# Problem to work on
Put the lines from the start of the listing through the line containing "Mark the region of every instance of the bicycle" into a Markdown table with the columns Row and Line. Number each line, and leave out any blank lines.

# Extracted information
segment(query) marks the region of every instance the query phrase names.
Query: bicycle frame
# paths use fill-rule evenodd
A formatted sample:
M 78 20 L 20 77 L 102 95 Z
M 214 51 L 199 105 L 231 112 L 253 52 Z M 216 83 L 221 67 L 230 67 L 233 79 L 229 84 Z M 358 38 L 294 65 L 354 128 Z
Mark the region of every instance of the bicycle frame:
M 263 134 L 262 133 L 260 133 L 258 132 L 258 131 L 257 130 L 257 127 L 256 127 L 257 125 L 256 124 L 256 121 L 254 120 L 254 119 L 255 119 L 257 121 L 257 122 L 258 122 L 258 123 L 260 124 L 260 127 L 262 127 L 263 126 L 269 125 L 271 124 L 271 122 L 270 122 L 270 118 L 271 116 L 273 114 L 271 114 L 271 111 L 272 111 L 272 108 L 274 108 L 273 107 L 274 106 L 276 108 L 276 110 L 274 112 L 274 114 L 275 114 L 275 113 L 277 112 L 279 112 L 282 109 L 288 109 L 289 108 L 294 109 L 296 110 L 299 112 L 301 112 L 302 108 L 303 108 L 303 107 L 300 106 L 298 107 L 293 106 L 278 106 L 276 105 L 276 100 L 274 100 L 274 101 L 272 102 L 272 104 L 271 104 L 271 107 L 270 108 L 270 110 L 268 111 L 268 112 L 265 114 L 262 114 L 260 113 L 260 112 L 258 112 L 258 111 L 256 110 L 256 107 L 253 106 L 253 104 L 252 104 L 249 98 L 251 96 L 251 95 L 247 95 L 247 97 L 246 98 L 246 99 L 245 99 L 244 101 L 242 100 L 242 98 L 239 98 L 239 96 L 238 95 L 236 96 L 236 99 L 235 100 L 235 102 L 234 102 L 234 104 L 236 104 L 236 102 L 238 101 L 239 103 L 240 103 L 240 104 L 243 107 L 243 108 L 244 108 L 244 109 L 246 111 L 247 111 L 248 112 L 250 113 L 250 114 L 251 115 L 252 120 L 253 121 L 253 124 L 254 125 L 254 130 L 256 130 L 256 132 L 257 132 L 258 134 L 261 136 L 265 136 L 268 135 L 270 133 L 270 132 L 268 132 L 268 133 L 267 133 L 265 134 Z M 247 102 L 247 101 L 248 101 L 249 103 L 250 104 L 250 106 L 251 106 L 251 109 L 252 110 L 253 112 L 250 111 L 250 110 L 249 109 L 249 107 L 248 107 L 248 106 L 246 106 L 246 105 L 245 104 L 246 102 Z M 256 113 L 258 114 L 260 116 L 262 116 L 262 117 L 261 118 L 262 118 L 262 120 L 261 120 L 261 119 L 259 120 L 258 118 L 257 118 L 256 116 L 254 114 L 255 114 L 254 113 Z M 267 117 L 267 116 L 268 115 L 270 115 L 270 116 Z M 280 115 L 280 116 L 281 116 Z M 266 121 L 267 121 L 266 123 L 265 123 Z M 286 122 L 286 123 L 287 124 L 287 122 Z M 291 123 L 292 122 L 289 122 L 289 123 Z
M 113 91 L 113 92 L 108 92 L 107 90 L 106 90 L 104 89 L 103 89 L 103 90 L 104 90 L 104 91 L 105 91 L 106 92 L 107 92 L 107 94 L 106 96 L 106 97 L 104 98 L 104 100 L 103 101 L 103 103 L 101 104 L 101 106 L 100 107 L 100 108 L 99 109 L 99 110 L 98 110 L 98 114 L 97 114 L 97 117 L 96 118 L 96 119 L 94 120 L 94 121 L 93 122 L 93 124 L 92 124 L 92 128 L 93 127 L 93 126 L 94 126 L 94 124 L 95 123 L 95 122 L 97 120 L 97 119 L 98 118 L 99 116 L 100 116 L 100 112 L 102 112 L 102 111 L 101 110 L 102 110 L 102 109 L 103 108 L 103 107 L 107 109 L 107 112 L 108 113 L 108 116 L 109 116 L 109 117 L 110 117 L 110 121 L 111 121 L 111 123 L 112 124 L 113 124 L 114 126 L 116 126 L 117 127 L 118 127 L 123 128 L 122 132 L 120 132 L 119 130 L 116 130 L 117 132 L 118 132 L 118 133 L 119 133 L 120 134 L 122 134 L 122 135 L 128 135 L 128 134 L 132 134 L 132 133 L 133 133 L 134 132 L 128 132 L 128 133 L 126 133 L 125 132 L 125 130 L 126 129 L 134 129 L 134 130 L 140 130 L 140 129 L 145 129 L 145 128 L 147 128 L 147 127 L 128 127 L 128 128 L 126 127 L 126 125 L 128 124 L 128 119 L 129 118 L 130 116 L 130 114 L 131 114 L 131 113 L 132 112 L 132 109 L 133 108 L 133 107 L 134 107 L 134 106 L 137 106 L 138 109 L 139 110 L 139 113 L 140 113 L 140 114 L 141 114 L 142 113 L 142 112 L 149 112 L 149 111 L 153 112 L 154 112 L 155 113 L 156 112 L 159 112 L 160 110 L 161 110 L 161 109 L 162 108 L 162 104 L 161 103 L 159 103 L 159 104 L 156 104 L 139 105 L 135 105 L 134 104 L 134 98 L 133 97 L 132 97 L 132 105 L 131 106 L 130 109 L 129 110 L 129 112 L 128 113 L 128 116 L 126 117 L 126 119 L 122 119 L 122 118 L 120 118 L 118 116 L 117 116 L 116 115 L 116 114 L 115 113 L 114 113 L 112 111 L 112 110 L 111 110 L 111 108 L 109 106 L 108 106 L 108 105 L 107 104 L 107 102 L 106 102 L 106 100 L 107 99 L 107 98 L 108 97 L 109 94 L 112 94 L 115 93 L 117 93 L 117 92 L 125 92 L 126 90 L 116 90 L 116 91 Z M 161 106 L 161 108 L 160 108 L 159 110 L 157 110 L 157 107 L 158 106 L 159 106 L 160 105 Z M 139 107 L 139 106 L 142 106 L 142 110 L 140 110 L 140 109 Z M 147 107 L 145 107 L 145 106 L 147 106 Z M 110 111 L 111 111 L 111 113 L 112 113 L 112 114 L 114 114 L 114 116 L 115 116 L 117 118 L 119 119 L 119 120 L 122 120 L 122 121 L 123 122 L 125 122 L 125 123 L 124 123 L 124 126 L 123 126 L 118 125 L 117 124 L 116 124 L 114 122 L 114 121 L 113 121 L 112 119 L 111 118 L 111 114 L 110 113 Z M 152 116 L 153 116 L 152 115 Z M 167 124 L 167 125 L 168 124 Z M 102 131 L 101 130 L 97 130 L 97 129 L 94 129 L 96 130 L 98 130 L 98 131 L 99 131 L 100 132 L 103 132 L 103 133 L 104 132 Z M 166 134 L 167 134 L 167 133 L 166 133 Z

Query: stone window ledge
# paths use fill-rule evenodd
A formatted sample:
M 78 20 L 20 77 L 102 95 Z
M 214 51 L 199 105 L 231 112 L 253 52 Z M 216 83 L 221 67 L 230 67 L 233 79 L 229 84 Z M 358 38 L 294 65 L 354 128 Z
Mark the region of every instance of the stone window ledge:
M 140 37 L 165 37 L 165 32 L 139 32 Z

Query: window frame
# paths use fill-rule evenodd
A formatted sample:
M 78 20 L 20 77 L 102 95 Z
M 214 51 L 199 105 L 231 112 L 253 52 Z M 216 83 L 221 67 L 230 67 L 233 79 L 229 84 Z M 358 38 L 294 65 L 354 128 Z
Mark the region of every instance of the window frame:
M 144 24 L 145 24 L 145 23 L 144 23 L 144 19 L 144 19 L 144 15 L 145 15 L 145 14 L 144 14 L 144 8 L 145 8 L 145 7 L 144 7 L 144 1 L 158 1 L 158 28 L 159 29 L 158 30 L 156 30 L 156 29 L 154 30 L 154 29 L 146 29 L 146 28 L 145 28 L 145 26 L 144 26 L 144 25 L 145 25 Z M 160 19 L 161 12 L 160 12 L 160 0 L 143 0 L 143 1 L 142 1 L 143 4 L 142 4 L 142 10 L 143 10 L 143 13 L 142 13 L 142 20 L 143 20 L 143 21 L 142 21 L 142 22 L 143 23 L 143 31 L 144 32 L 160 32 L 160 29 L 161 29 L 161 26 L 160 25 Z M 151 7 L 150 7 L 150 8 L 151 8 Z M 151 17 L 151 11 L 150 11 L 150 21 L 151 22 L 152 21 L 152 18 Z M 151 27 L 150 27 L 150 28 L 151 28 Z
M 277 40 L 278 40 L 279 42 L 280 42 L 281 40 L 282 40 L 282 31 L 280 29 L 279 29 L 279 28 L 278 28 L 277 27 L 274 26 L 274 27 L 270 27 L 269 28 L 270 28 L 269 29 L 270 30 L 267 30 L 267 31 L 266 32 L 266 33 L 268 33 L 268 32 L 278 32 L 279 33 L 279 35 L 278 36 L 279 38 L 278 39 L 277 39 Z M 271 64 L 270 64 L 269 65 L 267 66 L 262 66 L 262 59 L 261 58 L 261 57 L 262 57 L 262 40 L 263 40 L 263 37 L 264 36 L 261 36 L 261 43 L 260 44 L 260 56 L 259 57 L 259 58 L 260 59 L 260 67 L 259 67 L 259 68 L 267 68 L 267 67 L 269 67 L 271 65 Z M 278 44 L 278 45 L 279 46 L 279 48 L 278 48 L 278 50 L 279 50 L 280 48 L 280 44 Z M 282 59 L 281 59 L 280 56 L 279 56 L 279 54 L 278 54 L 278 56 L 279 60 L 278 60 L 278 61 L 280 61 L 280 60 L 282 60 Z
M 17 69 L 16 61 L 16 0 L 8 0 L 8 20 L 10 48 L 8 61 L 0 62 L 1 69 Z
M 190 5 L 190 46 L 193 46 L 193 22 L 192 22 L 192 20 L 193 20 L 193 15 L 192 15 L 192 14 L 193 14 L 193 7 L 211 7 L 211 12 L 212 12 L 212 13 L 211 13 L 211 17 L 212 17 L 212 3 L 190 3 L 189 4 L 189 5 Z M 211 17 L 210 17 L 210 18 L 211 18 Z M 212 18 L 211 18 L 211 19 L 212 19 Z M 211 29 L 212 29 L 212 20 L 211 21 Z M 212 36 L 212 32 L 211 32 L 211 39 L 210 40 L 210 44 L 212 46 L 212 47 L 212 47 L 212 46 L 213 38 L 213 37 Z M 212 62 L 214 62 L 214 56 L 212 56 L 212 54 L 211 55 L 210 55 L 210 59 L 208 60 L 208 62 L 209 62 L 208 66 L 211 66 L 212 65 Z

# Worked answer
| Row | Line |
|---|---|
| 1 | segment(query) marks the region of every instance the query phrase names. |
| 2 | Query: bicycle frame |
| 3 | # paths use fill-rule evenodd |
| 4 | A formatted sample: |
| 5 | M 78 20 L 20 77 L 102 95 Z |
| 6 | M 214 51 L 199 105 L 231 112 L 253 52 Z M 216 83 L 221 67 L 230 67 L 233 79 L 229 84 Z M 358 38 L 294 65 L 354 128 Z |
| 7 | Mark the region of every instance of the bicycle frame: |